Exercícios:
A - Diga se cada afirmação concorda com o trecho sobre manobras diplomáticas e estratégia, respondendo sim ou não e citando as palavras do trecho que decidem: (i) as manobras diplomáticas procuram deixar o adversário numa posição insustentável; (ii) o instrumento militar é a primeira opção a ser usada; (iii) as manobras clandestinas têm consequências sobretudo dissuasoras.
B - Dê seguimento ao trecho sobre manobras diplomáticas e estratégia, começando logo depois da sua última frase.
== Trecho de origem ==
E as manobras diplomáticas, que por vezes são tantas e tão intrincadas que chegam a confundir-nos, visam, claro está, reforçar o potencial estratégico dos que as promovem, mas são quase sempre levadas a cabo com o fito de colocar o adversário numa posição insustentável, no sentido em que o prosseguimento do confronto se lhe afigure demasiado arriscado. Mais uma vez, o que se pretende é demonstrar-lhe que deve desistir antes que a opção pelo instrumento militar seja feita.
Quer as manobras clandestinas, com consequências essencialmente psicológicas, quer as diplomáticas, com consequências fundamentalmente dissuasoras, e mais ainda se tomadas em conjunto, tendem a remeter o instrumento militar para o papel de facilitador (a ameaça do seu emprego credibiliza os restantes instrumentos) e de opção derradeira (a ele se recorre depois dos outros falharem). É este o terreno que viabilizará o despontar da noção de estratégia nacional, perspectivada como estratégia integral.
===
== Conjunto de dados ==
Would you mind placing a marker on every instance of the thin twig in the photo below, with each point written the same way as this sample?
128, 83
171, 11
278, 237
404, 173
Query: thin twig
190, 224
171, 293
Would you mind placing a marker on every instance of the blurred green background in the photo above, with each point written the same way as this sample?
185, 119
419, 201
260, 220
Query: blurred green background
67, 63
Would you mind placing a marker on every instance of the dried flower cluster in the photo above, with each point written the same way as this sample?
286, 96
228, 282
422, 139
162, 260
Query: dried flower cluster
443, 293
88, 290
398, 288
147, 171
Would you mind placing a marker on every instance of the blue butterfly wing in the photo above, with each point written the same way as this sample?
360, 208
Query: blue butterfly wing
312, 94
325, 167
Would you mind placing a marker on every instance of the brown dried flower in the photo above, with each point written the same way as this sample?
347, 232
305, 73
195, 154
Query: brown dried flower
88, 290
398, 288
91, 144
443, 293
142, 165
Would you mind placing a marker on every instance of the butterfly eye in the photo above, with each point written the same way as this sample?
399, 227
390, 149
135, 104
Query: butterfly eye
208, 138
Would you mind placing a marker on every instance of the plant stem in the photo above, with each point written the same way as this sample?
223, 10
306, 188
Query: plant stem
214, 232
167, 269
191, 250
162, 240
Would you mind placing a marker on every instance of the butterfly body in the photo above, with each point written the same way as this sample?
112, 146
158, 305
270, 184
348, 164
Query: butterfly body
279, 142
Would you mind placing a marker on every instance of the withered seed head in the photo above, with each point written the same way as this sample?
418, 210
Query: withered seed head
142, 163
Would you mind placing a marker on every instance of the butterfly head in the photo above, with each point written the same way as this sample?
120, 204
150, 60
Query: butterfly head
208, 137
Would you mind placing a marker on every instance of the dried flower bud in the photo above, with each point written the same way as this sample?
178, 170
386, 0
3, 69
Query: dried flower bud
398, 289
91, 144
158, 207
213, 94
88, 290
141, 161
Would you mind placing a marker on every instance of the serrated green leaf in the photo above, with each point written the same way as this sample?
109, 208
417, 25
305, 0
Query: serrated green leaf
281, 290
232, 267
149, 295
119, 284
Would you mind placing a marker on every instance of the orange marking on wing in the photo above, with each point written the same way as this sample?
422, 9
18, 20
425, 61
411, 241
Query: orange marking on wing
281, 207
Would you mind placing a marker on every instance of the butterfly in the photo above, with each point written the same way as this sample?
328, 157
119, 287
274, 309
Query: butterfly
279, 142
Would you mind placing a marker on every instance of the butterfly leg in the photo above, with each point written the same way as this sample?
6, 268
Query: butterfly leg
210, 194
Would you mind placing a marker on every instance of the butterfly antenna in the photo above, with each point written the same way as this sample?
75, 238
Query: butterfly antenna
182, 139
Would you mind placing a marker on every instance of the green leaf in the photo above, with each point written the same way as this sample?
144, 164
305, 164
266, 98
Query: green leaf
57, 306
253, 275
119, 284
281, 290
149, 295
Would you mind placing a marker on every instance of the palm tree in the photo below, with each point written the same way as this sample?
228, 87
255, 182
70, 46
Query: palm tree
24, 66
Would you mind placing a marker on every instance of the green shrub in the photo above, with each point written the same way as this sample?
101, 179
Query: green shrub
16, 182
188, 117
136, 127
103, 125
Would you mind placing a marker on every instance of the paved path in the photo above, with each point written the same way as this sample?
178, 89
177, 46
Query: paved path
===
Respostas:
A -
(i) Sim: "com o fito de colocar o adversário numa posição insustentável".
(ii) Não: "de opção derradeira (a ele se recorre depois dos outros falharem)".
(iii) Não: "as manobras clandestinas, com consequências essencialmente psicológicas".

B -
Em segundo lugar, são poucas as batalhas aqui relatadas em que o segredo e a dissimulação, o logro e a astúcia, enfim, os estratagemas engenhosos, não se destinem a cumprir um objectivo nuclear que é o de desgastar moralmente o adversário. Induzi-lo em erro, fatigá-lo e incutir-lhe um estado mental de profundo desânimo são procedimentos aos quais em muitas situações se atribui primazia, sendo este o terreno no qual germinará a possibilidade do menos poderoso, em meios materiais ou tangíveis, vencer o mais poderoso.
Assim se explica por que razão foram os chineses os primeiros a teorizar sobre a essência e os limites da chamada "estratégia do fraco ao forte". E assim se compreende o seguinte episódio: ministros de vistas curtas afirmaram que "desde tempos imemoriais o grande tem derrotado o pequeno e a nação forte tem conquistado a nação fraca", ao que Xie An, com a tranquila convicção de quem possui sageza bastante, respondeu, "Na história, há muitos casos em que os pequenos derrotaram os grandes" (Cf. Capítulo 11: A Batalha de Feishui).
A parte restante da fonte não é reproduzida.